Please recast the lines from the one containing "ceiling fan light" to the one containing "floral pillow, placed", both included, as a Markdown table with the columns Row and Line. Give each line a row number and leave out any blank lines.

* Begin Extracted information *

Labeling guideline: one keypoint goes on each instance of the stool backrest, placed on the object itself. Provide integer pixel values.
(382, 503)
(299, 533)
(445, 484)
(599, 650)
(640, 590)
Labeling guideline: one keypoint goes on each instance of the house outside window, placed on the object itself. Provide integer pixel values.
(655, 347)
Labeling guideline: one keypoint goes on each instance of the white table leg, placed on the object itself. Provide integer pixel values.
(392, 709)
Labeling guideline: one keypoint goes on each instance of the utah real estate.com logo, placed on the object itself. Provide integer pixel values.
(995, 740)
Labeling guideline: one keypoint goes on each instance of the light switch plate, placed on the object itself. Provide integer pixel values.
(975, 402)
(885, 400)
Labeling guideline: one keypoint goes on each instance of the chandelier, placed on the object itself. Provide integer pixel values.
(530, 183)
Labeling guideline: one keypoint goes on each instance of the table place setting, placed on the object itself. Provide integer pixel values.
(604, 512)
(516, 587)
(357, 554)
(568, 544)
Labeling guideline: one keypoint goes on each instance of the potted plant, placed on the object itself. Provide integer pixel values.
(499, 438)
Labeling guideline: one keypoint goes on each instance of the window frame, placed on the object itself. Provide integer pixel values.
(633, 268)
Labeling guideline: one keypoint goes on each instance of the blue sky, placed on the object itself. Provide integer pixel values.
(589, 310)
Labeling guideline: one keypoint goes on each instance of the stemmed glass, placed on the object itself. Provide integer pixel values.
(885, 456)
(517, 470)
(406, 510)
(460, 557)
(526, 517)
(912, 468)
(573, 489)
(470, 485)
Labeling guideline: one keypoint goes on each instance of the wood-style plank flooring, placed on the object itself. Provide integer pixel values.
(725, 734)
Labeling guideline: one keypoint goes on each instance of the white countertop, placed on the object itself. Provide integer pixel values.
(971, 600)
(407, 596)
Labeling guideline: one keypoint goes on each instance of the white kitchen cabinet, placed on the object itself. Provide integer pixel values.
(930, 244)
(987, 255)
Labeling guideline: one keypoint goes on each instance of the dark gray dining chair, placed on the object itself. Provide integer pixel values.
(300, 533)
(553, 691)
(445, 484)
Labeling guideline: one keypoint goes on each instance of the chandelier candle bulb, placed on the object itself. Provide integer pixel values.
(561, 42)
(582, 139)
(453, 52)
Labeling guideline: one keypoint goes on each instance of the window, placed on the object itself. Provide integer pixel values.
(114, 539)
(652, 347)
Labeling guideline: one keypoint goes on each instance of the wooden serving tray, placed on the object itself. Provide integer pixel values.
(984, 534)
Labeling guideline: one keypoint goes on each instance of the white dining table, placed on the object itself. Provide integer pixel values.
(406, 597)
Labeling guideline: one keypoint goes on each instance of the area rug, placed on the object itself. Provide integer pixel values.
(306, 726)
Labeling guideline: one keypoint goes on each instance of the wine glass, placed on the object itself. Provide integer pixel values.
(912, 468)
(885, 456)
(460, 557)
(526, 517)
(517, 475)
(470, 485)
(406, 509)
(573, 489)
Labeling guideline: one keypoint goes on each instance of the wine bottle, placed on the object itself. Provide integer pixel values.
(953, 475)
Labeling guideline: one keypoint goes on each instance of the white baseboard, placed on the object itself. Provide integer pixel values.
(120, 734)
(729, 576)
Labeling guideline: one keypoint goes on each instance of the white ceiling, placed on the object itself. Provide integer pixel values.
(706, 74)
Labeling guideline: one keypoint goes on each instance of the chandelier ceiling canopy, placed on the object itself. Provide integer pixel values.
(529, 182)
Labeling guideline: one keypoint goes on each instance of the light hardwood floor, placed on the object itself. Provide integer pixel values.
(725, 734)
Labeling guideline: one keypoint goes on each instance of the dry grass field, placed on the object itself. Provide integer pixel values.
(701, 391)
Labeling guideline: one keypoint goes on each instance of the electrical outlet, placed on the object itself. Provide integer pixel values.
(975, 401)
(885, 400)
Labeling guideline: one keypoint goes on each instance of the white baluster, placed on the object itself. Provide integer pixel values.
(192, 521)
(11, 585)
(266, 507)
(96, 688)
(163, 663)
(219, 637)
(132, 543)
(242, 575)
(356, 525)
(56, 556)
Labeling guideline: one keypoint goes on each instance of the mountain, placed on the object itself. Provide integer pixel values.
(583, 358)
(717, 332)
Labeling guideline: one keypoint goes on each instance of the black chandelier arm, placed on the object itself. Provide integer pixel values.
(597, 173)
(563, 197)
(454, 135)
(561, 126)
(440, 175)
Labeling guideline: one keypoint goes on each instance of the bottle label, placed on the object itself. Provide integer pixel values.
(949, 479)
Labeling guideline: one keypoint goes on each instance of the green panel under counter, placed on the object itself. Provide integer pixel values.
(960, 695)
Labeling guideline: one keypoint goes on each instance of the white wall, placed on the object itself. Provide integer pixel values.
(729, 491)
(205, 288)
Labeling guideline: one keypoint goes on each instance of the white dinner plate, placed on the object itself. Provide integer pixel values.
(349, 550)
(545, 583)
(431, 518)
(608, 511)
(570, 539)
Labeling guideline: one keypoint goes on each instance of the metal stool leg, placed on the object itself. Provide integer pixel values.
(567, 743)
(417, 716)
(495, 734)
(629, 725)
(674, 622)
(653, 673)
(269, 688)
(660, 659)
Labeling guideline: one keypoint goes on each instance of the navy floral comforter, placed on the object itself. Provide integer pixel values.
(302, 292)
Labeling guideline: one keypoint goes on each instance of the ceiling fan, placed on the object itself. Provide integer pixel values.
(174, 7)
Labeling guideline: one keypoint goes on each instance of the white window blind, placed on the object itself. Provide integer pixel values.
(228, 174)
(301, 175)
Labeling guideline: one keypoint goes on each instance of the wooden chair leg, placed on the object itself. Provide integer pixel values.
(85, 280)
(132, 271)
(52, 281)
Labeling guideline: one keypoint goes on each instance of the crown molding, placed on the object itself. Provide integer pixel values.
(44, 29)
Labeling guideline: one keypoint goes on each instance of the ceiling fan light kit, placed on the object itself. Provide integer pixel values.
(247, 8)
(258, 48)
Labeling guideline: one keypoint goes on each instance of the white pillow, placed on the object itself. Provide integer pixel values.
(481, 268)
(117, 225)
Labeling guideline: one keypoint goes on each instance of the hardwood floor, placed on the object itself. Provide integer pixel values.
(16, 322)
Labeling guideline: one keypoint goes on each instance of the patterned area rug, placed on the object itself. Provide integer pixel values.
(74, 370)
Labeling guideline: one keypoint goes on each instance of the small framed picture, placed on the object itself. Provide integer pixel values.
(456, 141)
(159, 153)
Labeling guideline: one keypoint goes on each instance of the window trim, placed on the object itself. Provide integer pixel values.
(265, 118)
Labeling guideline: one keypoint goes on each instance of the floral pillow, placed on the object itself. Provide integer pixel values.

* End Extracted information *
* Begin Extracted information *

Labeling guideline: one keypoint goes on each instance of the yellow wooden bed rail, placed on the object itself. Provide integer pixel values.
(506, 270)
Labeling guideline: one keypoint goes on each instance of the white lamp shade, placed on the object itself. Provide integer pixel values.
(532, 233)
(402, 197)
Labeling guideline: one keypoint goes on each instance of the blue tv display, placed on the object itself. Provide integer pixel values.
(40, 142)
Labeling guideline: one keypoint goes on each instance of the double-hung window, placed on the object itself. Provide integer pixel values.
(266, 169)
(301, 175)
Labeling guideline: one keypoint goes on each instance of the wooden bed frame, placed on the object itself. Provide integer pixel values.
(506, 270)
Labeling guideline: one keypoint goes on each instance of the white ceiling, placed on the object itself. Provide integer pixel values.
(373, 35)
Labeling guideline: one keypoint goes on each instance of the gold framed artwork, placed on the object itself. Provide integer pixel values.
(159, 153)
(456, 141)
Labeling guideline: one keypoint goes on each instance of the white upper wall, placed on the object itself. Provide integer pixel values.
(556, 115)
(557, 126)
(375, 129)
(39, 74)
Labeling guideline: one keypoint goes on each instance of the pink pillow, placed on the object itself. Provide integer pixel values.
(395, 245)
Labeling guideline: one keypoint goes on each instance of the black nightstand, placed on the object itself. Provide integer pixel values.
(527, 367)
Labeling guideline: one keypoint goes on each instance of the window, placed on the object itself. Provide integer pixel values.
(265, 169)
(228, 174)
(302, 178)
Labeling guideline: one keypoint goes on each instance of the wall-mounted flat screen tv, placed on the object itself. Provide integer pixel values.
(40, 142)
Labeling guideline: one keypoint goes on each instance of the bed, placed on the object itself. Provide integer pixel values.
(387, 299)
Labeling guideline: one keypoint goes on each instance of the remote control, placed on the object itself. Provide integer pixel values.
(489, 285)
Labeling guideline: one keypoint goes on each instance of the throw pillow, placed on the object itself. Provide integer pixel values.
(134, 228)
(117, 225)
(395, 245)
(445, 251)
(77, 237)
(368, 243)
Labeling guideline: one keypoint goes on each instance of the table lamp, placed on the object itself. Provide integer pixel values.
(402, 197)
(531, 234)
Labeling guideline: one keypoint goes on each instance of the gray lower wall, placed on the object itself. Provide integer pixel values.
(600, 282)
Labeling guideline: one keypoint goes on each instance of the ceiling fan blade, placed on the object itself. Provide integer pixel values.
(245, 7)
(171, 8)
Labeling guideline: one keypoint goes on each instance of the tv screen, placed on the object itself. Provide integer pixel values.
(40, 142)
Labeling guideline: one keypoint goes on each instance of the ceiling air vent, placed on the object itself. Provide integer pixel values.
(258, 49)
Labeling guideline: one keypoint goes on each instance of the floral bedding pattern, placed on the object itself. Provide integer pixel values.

* End Extracted information *
* Begin Extracted information *

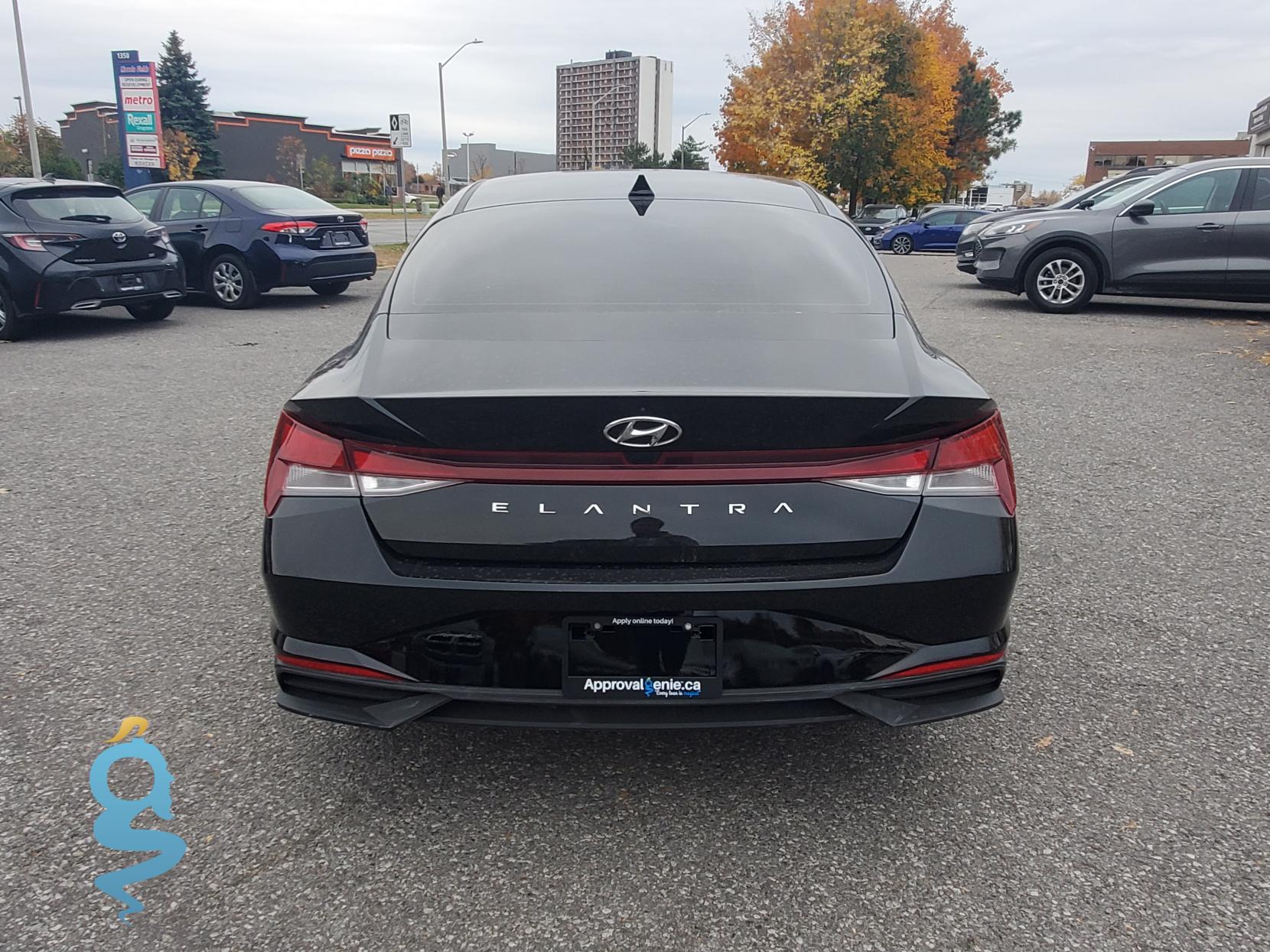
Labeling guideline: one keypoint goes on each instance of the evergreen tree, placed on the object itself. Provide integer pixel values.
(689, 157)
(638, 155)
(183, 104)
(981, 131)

* End Extracted information *

• [The response]
| Row | Line |
|---|---|
| 1 | Labeling guideline: one keypoint goes on each instance of the ceiling fan light kit, placed on the object itself. Provide integer pixel values. |
| 2 | (247, 8) |
| 3 | (258, 48) |
| 4 | Labeling guideline: one keypoint goes on each instance of the white pillow, placed on the object itself. Provide integer pixel values. |
| 5 | (481, 268) |
| 6 | (117, 225) |
| 7 | Labeling guideline: one keypoint goes on each instance of the hardwood floor, placed on the object itself. Provide integer pixel values. |
| 8 | (16, 322) |
| 9 | Labeling guideline: one keypoint goes on each instance of the patterned area rug, placed on the object itself. Provide integer pixel values. |
| 10 | (74, 370) |
| 11 | Labeling guideline: one keypoint goes on each instance of the small framed picture, placed on the object itself. Provide integer pixel values. |
| 12 | (456, 141) |
| 13 | (159, 153) |
| 14 | Labeling guideline: one keypoint goes on each instance of the window trim, placed on the object itself. Provide integer pixel values. |
| 15 | (265, 118) |
| 16 | Labeling guideline: one keypoint goes on each instance of the floral pillow, placed on the object itself. Provide integer pixel values. |